> Exercise brief
Copy out the full set of records. Keep every word the same.

-------- Available records

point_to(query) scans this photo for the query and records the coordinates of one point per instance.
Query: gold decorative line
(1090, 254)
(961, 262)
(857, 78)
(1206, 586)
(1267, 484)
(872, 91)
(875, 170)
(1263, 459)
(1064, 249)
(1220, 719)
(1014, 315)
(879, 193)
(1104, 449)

----------------

> Expected answer
point_to(query) scans this photo for the query and records the coordinates of one point per instance.
Query: gold decorative line
(1090, 254)
(961, 262)
(857, 78)
(1206, 586)
(1267, 484)
(872, 91)
(875, 170)
(1263, 459)
(1064, 249)
(1220, 719)
(1014, 315)
(879, 193)
(1104, 449)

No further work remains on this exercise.